──────── Records for the exercise ────────

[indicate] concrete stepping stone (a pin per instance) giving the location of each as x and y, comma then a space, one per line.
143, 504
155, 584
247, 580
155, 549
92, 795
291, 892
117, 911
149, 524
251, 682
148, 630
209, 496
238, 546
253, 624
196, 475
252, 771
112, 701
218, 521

────────

Turn every line of the records above into a numbered list, leaving out any blank lines.

1. [indicate] concrete stepping stone (a pin per instance) giving the location of each as x and y, comma then a space, one per line.
2. 143, 504
3. 155, 584
4. 247, 580
5. 155, 549
6. 92, 795
7. 291, 892
8. 117, 911
9. 149, 524
10. 251, 682
11. 148, 630
12. 209, 496
13. 238, 546
14. 253, 624
15. 196, 475
16. 252, 771
17. 112, 701
18. 218, 521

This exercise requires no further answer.